- Objective -
Rewrite only the rows below from the line containing "Instruction: identify the sea" through the last row, including the requests, with each bounding box coordinate multiplied by 0.7 and rounded to a whole number, halves rounding up.

Records from a data collection
<<<<

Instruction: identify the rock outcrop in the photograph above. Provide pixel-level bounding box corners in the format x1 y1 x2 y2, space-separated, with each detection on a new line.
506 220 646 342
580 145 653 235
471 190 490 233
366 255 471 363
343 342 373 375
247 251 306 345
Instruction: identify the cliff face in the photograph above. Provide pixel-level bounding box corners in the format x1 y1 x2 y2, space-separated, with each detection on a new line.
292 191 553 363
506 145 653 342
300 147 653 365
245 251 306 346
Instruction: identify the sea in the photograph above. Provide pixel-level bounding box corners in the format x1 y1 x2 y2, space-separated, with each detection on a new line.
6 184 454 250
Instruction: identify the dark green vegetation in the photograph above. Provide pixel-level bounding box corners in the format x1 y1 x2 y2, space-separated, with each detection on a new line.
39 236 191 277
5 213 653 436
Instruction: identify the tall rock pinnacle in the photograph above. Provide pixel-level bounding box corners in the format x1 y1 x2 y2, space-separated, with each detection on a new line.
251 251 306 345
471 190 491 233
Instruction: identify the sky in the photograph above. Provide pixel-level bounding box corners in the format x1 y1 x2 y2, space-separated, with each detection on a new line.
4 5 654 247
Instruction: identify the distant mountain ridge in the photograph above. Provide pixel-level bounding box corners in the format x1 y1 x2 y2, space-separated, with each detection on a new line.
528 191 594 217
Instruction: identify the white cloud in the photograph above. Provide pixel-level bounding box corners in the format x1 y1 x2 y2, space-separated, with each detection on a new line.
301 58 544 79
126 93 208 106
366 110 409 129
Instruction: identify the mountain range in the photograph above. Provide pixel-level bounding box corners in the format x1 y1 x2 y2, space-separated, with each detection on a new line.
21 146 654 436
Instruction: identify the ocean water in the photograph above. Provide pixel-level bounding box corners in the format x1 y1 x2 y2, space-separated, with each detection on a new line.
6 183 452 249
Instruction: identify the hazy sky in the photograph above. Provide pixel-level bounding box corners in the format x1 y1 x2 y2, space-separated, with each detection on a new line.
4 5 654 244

>>>>

- Reply -
Instruction: identify the sea in the photograph above. Provide pixel-level bounding box corners in the format x1 y1 x2 y2, space-separated, with each detection on a new line.
4 129 318 175
Instruction: identify the dark green vegetation in the photograph above. Provide pixel-level bounding box corners in the format x1 y1 x2 y2, space-separated, with each detection on a new line.
27 165 134 194
4 149 457 305
Instruction: identify the tall rock pinnacle in the photograph above. Provide pixel-level bounding box corners in the format x1 y1 x2 y2, space-separated, with each detection on a new line.
176 176 214 242
330 133 344 163
Instruction: identify the sky in the photograph above. Provide pixel-level bounding box corners in the format x1 y1 x2 y2, space-separated, with each detection on a new line.
3 4 458 173
Instruction: identify the distant mountain ridge in the photograph above. Provide pixel-level bounding box corners in the format x1 y1 x2 y2, space-separated, with each detection on a new line.
370 134 416 152
Instruction: identify the white cloud in the photograph above. Provide pixel-level bounding box corners in the format x1 y1 x2 y2, space-separated, with each detection on a new line.
211 41 381 55
88 65 146 74
256 77 286 90
Instruction: identify the mountain range in the photograph above. Provide pixel-level bounding box corners in the format x1 y1 x2 y2, space-separated, with each detection on a new line.
15 102 458 305
Instruction: identify the ocean water in the photograph above. Provide pixel-level bounding box corners in the format x1 y1 x2 y2, space-separated, with each detection on a new line.
4 128 316 174
Instruction: identify the hazy sky in the photograph above. Provide pixel-level bounding box corners in the format x1 y1 x2 y2, space-separated, with each detection on a new line.
3 4 458 171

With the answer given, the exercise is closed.